(PROBLEM) In the data below, quote word for word every line from the one containing "Target: anchor hardware on rock" through the one containing "x=122, y=645", including both of those lines.

(Items listed in a dataset)
::::::::
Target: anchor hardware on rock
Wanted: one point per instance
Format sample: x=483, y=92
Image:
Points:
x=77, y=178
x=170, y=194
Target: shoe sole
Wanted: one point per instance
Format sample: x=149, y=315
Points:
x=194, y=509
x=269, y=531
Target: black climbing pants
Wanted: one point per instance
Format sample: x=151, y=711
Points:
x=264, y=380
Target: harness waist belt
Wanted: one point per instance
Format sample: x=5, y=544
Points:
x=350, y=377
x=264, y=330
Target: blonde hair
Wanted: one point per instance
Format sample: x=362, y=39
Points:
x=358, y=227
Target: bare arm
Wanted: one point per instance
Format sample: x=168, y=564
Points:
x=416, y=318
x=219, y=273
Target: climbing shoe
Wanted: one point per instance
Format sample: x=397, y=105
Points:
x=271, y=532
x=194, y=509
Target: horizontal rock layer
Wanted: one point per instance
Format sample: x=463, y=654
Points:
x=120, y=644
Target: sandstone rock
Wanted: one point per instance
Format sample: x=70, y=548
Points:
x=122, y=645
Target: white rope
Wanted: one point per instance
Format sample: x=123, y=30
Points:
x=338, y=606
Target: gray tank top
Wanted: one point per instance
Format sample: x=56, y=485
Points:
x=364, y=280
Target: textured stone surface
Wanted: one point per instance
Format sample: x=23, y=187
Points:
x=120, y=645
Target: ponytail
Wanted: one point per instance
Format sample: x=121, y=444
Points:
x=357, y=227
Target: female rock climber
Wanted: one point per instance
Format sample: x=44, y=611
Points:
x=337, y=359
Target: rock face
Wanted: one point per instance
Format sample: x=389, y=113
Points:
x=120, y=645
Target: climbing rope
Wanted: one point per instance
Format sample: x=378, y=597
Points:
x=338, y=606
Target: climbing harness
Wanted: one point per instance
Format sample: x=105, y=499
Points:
::::::::
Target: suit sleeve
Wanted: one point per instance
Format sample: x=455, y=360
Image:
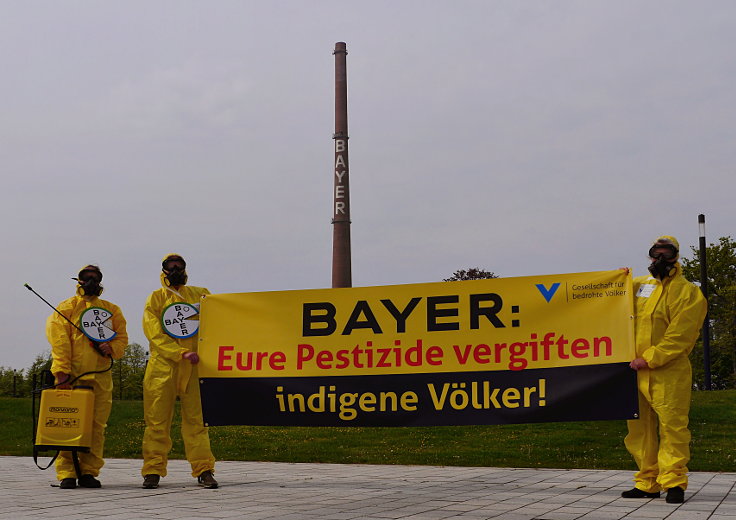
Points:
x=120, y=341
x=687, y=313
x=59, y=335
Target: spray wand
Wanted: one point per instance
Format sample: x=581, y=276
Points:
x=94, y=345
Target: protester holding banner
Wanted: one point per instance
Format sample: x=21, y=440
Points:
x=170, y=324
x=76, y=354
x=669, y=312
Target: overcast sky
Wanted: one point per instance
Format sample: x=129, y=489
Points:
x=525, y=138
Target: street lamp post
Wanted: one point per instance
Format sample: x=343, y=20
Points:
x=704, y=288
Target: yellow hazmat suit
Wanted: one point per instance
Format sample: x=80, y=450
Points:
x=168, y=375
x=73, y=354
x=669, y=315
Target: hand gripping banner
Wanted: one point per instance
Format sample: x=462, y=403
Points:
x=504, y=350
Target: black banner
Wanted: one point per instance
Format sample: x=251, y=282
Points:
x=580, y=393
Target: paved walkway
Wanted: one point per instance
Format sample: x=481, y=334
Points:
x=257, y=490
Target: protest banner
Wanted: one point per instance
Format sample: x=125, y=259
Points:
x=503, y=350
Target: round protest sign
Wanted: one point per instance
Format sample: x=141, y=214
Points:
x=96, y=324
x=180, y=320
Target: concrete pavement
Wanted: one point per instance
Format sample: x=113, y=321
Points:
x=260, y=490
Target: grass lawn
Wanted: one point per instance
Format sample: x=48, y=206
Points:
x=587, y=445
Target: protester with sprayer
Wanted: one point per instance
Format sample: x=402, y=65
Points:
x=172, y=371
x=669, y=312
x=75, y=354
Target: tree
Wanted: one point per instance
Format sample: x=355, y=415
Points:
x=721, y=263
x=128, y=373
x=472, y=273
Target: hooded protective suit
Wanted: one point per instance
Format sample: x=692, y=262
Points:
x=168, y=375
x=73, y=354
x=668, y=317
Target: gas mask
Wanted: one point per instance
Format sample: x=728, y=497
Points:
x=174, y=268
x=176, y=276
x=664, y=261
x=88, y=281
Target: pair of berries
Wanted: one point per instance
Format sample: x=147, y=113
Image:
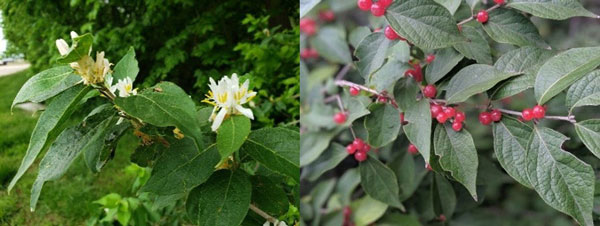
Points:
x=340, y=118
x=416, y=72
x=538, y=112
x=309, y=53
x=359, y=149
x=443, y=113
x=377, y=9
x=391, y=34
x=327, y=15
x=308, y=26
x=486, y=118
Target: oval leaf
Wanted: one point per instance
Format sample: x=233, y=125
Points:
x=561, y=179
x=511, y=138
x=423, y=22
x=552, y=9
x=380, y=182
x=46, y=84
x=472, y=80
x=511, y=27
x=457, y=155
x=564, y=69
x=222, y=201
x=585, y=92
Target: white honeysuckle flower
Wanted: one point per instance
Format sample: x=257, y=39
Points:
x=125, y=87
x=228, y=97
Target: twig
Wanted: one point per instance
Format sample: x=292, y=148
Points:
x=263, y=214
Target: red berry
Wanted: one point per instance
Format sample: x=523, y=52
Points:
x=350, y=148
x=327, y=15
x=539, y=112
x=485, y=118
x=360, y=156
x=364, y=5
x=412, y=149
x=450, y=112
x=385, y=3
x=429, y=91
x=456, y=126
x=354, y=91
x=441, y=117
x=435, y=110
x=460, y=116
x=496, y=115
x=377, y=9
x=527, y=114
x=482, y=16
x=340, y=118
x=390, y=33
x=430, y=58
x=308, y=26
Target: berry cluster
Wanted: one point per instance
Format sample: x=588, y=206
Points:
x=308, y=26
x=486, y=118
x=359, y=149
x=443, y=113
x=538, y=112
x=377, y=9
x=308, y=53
::::::::
(SOLUTION TO THIS PROBLEM)
Target: anchor hardware on rock
Wanted: one point per instance
Format sample: x=483, y=92
Image:
Points:
x=77, y=178
x=170, y=194
Target: shoe sole
Wanted: one point per instance
Format sample: x=149, y=315
Points:
x=194, y=509
x=269, y=531
Target: black climbing pants
Wanted: one point per instance
Format sample: x=151, y=711
Points:
x=264, y=380
Target: harness waist belt
Wanted: one point per instance
Format sample: x=5, y=544
Points:
x=350, y=377
x=264, y=330
Target: blonde hair
Wanted: one point per instance
Format sample: x=362, y=39
Points:
x=358, y=227
Target: bare arm
Wanted: one point per instance
Format sample: x=168, y=564
Points:
x=416, y=318
x=219, y=273
Target: climbing shoe
Wanted: one point per instance
Format sample: x=397, y=105
Points:
x=271, y=532
x=194, y=509
Target: horizontal rock layer
Wanted: one point per instance
Format sample: x=463, y=654
Points:
x=120, y=644
Target: sandstone rock
Wanted: one point per instance
Format sample: x=70, y=548
Points:
x=122, y=645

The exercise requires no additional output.